- [AUFGABENSTELLUNG]: Schreibe den Abschnitt des Lesetexts zwischen "Kurz sprach die" und "Situation bereits heute." einschließlich ab und ersetze darin "Dezember" durch "Januar".

- [LESETEXT]:
:::::

Angesichts täglich neuer Corona-Rekordzahlen - so wurde mit 1672 Neuinfektionen der höchste Sonntagswert seit Beginn der Krise gemessen - hat Bundeskanzler Sebastian Kurz (ÖVP) ein weiteres Mal eindringlich an die Österreicher appelliert, „zusammenzuhalten, um die Ansteckungszahlen niedrig zu halten“. Es „liegt an uns allen“, den zweiten Lockdown zu verhindern - indem soziale Kontakte reduziert, auf Feiern, große private Zusammenkünfte und Partys verzichtet wird, sagte er in einem langen, via Facebook verbreiteten Video mit dem Titel „Die Lage in Österreich ist ernst“.
Bevor die Bundesregierung am Montagvormittag mit den Landeshauptleuten in einer Videokonferenz über weitere Maßnahmen angesichts der täglichen Rekord-Zuwächse an Corona-Infizierten berät, stimmte Kurz am Sonntag die Österreicher auf einen „herausfordernden Herbst und Winter“ ein, eine „extrem schwierige Zeit“ mit „Einschränkungen, notwendigen Maßnahmen und Verzicht“. Aber er bekräftigte seine Einschätzung, dass es im Sommer nächsten Jahres einen Impfstoff und damit die Rückkehr zur Normalität geben sollte, wie er auch in einem Interview mit der „Krone“ betonte.
Derzeit noch kein Problem für Intensivmedizin, aber ...
Kurz sprach die merkbare „Corona-Müdigkeit“ an, die zu immer mehr Verschwörungstheorien führe, bis hin zu offenen Aufrufen, Maßnahmen nicht einzuhalten. Er bestätigte, dass die Pandemie derzeit, mit rund 1000 bis 1500 täglich neu Infizierten, noch kein Problem für die Intensivmedizin sei. Aber das Virus wachse exponentiell, die Zahlen verdoppeln sich in drei Wochen. Gelinge es nicht, das einzubremsen, habe Österreich im Dezember täglich 6000 Neuinfizierte. Das sei „alles andere als unrealistisch“, Tschechien habe diese Situation bereits heute.
Bei Sorglosigkeit „deutlich mehr Arbeitsplätze bedroht“
Mit der beginnenden Grippewelle würde man dann schrittweise an die Grenzen der intensivmedizinischen Kapazitäten stoßen. „Das Ziel muss sein, das zu verhindern“ - durch die Reduktion der sozialen Kontakte und das Tragen von Masken. Damit könnte ein zweiter Lockdown verhindert werden, verwies Kurz auf „lockdownähnliche Zustände“ bereits jetzt in vielen Ländern. Einschränkungen bei Events und Partys würden natürlich vielen Unternehmen schaden. Aber mit einem zweiten Lockdown wäre der wirtschaftliche Schaden wesentlich größer und es wären „deutlich mehr Arbeitsplätze bedroht“.

:::::

- [DATENTEIL]:
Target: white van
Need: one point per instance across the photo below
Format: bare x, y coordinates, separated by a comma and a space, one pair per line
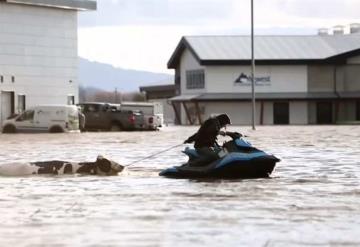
44, 118
153, 112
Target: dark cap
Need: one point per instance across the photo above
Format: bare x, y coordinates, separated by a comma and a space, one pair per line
223, 119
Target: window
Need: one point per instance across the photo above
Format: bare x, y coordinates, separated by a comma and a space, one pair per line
91, 108
71, 100
21, 103
26, 116
195, 79
324, 112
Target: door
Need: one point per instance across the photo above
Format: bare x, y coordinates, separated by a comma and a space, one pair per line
7, 105
324, 112
281, 112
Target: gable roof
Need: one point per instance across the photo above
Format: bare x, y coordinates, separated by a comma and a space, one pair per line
234, 50
63, 4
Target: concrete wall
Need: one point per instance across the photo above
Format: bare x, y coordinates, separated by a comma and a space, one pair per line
222, 79
298, 111
168, 110
38, 47
321, 78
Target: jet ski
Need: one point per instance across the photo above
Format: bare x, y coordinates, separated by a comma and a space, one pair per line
236, 159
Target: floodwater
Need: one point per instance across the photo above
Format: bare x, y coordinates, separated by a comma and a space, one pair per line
312, 199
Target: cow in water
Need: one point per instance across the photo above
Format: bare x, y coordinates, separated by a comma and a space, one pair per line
101, 166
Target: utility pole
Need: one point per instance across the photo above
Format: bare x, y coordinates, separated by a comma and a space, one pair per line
253, 67
115, 95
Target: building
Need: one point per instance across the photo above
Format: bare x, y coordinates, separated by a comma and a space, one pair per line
162, 94
299, 79
38, 53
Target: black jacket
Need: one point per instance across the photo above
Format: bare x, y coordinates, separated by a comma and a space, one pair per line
206, 135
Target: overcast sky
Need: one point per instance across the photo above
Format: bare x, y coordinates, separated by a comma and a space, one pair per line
142, 34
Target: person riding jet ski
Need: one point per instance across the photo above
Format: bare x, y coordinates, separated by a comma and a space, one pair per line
205, 139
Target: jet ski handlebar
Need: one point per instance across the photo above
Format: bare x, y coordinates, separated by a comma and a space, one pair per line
233, 135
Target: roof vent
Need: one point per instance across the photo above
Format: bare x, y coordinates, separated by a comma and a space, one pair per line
338, 30
355, 28
323, 31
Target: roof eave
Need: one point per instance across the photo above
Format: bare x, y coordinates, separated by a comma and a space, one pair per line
62, 4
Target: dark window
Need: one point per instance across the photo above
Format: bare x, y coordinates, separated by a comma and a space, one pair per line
324, 112
26, 116
281, 112
71, 100
195, 79
21, 103
91, 108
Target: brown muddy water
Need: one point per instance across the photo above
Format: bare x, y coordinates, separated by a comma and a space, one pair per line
312, 199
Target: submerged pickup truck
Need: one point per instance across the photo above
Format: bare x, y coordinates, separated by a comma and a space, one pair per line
105, 116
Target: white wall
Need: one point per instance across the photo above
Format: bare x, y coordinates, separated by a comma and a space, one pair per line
189, 62
354, 60
38, 46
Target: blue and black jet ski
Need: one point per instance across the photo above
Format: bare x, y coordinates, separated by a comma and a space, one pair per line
239, 159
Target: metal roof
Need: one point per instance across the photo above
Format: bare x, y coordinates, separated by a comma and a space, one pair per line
158, 88
267, 48
266, 96
63, 4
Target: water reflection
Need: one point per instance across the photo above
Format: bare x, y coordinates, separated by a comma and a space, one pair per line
311, 199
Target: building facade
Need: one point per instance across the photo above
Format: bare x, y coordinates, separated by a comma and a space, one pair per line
298, 79
161, 94
38, 53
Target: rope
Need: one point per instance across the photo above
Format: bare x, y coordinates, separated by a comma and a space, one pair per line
152, 155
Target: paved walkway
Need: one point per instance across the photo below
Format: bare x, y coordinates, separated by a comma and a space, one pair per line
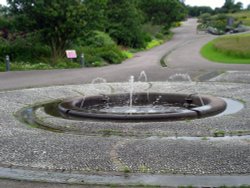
183, 57
34, 148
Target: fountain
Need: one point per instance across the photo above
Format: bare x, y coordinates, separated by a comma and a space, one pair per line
143, 105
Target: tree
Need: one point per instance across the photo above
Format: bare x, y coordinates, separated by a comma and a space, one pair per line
59, 22
163, 12
230, 6
124, 23
197, 11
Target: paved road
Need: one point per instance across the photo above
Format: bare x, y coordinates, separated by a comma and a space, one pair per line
183, 57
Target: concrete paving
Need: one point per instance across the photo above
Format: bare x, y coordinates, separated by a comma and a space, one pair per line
126, 153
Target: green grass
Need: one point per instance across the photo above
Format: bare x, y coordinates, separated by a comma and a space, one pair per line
233, 49
235, 45
244, 16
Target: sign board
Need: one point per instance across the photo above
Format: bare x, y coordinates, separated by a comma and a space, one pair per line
71, 54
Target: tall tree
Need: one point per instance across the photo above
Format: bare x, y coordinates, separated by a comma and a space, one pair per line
124, 22
231, 6
59, 22
163, 12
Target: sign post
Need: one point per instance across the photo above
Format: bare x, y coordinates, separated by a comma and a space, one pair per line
7, 63
71, 54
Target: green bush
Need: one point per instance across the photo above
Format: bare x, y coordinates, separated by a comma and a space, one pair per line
110, 54
27, 49
95, 39
154, 43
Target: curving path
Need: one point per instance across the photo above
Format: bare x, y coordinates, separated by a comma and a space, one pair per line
183, 57
127, 153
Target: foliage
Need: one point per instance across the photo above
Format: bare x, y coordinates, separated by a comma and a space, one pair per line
242, 16
163, 12
124, 23
210, 52
26, 48
108, 54
236, 45
59, 22
40, 31
154, 43
199, 10
230, 6
17, 66
95, 39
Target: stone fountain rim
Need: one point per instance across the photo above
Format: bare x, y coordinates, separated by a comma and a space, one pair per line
213, 106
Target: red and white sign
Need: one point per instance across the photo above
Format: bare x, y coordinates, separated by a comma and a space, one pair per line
71, 54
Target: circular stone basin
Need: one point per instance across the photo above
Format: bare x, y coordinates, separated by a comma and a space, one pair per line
145, 106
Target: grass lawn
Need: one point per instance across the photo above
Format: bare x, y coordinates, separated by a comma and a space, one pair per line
233, 49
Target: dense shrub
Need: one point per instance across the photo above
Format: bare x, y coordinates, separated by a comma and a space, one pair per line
109, 54
237, 45
95, 39
26, 49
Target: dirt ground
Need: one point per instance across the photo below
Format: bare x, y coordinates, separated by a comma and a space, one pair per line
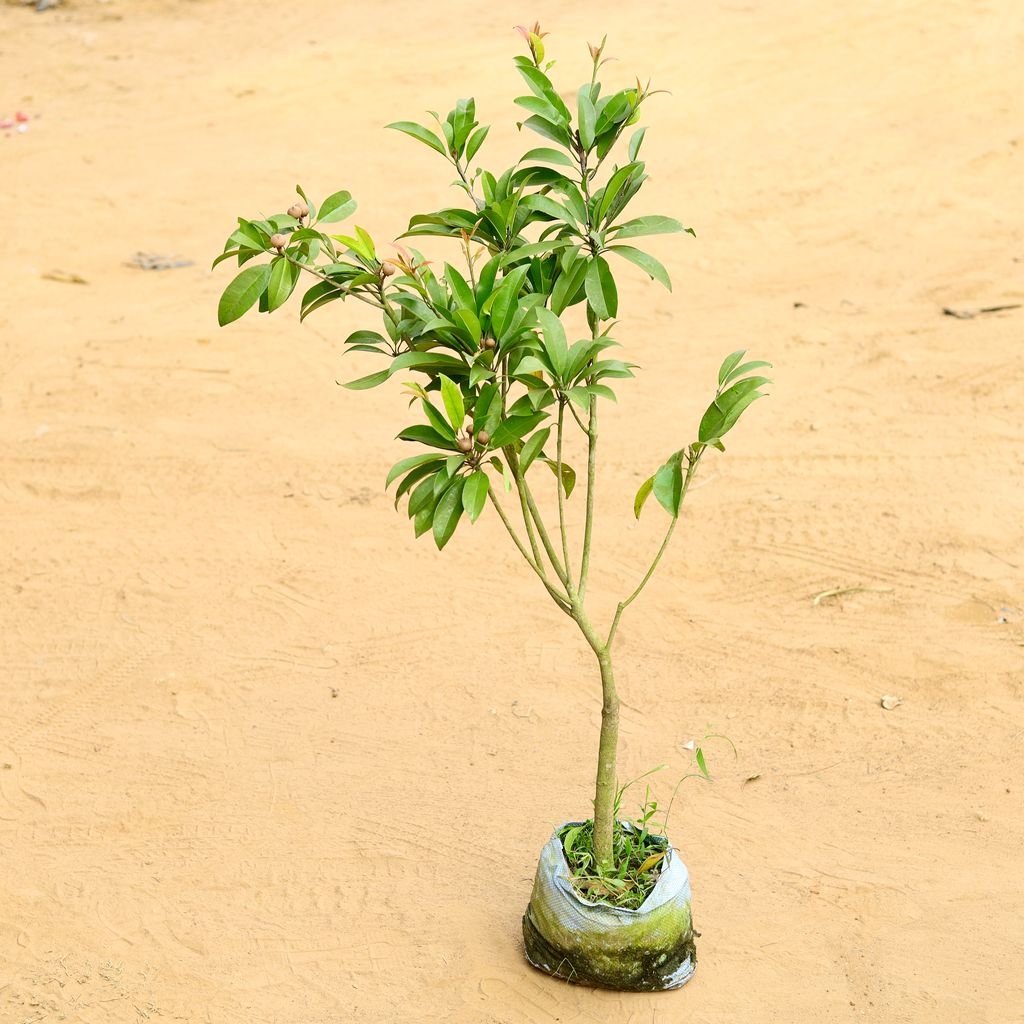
263, 758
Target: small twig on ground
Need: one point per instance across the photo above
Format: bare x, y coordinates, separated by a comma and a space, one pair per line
971, 313
840, 591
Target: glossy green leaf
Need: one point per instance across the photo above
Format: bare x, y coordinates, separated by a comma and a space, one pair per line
475, 141
448, 512
636, 141
426, 435
587, 117
371, 380
454, 403
515, 427
424, 135
404, 465
642, 495
437, 421
568, 475
421, 497
474, 494
668, 484
337, 207
282, 283
745, 369
554, 340
729, 364
532, 448
242, 293
548, 157
649, 225
600, 287
646, 262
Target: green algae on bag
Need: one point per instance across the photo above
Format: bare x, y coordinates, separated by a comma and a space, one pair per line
647, 949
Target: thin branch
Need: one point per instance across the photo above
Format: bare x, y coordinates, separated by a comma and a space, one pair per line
588, 532
623, 605
562, 527
555, 596
323, 276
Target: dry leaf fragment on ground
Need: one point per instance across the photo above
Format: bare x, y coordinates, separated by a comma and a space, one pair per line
840, 591
155, 261
971, 313
65, 278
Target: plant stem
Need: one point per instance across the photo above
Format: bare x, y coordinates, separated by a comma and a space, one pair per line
623, 605
606, 782
563, 529
531, 512
591, 479
556, 597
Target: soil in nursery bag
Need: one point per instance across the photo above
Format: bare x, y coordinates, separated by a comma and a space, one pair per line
647, 948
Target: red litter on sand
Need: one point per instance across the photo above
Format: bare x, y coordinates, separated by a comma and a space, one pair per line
20, 122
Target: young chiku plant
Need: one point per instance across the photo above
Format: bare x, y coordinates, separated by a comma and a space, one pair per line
501, 385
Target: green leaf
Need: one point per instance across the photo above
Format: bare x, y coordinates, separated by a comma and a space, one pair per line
535, 249
515, 427
668, 484
636, 141
554, 340
532, 448
588, 117
649, 225
424, 518
242, 293
474, 494
404, 465
744, 369
475, 141
642, 495
436, 420
427, 435
729, 364
426, 136
423, 495
726, 409
547, 156
600, 287
337, 207
282, 283
470, 324
645, 261
454, 403
448, 512
371, 380
460, 288
568, 475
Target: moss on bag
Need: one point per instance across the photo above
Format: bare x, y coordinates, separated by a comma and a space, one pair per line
647, 949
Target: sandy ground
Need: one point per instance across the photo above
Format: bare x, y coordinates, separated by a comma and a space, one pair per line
263, 758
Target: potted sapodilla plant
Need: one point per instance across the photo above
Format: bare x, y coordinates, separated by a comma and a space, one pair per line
502, 391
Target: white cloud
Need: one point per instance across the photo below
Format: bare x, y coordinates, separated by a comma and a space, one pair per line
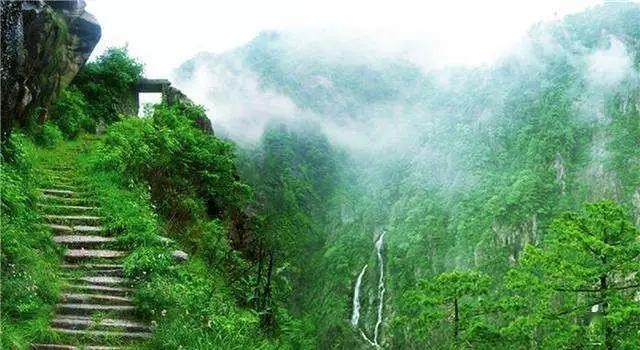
609, 67
165, 33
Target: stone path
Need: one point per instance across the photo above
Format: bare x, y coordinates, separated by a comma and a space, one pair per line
95, 310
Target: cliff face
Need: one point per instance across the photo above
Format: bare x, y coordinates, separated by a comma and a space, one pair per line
44, 45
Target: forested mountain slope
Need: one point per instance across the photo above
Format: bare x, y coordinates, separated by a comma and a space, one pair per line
460, 167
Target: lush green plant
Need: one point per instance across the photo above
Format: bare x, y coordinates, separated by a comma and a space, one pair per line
446, 311
69, 113
188, 170
29, 258
48, 135
590, 262
107, 83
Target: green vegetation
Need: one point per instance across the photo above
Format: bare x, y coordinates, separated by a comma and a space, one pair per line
30, 259
510, 202
69, 113
106, 85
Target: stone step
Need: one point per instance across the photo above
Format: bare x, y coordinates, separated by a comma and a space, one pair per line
58, 192
77, 254
83, 322
112, 281
82, 241
98, 289
92, 266
94, 272
90, 309
73, 347
64, 208
61, 186
49, 199
90, 218
79, 298
75, 228
103, 334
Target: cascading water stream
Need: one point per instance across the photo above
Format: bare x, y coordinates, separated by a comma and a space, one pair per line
355, 317
381, 289
356, 299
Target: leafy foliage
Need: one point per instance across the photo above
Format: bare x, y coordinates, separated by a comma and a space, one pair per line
69, 113
106, 84
29, 276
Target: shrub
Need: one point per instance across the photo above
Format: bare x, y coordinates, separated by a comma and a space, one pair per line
29, 258
107, 83
187, 170
48, 135
69, 113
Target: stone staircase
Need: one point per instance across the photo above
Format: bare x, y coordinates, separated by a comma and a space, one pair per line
95, 310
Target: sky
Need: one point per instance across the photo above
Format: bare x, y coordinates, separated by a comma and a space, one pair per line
163, 34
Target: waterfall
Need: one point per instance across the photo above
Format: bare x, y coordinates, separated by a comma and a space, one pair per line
356, 299
380, 289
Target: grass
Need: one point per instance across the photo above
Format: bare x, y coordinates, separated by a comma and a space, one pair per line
30, 275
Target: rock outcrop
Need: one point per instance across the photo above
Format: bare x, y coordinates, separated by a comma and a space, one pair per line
44, 45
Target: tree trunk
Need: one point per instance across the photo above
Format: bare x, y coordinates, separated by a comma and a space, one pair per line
608, 339
456, 320
268, 317
257, 301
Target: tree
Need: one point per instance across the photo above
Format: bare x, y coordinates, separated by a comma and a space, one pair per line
449, 303
578, 289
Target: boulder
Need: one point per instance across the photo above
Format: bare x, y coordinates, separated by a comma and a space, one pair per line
44, 45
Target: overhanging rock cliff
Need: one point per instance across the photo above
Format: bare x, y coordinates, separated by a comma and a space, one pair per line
44, 45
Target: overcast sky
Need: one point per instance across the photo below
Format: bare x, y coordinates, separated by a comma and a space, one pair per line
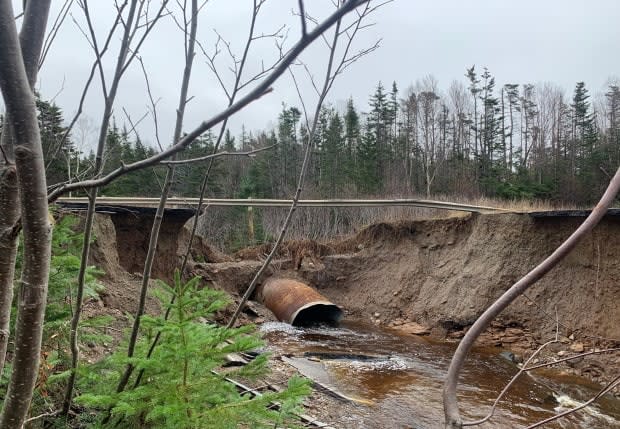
526, 41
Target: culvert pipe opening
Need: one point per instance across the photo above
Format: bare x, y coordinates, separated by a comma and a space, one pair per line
298, 304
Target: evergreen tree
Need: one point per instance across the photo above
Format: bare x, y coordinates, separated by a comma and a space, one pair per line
58, 152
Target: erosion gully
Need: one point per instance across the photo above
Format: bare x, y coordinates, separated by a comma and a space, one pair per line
396, 381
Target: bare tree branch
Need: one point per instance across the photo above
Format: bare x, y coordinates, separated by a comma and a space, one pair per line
328, 82
261, 89
452, 415
610, 386
249, 154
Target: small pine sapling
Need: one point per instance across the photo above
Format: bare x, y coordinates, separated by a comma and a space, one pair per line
181, 387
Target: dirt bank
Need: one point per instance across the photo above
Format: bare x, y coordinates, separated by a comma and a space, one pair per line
424, 276
438, 276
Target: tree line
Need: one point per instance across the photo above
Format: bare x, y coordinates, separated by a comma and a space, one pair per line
475, 138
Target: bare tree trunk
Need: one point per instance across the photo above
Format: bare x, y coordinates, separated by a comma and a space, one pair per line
159, 215
332, 66
31, 42
451, 410
92, 195
18, 73
8, 247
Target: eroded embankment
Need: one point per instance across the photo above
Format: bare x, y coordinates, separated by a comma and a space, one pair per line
439, 273
444, 273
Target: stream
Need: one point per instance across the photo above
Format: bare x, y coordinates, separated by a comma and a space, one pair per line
397, 380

:::::

- [LÖSUNG]:
Kurz sprach die merkbare „Corona-Müdigkeit“ an, die zu immer mehr Verschwörungstheorien führe, bis hin zu offenen Aufrufen, Maßnahmen nicht einzuhalten. Er bestätigte, dass die Pandemie derzeit, mit rund 1000 bis 1500 täglich neu Infizierten, noch kein Problem für die Intensivmedizin sei. Aber das Virus wachse exponentiell, die Zahlen verdoppeln sich in drei Wochen. Gelinge es nicht, das einzubremsen, habe Österreich im Januar täglich 6000 Neuinfizierte. Das sei „alles andere als unrealistisch“, Tschechien habe diese Situation bereits heute.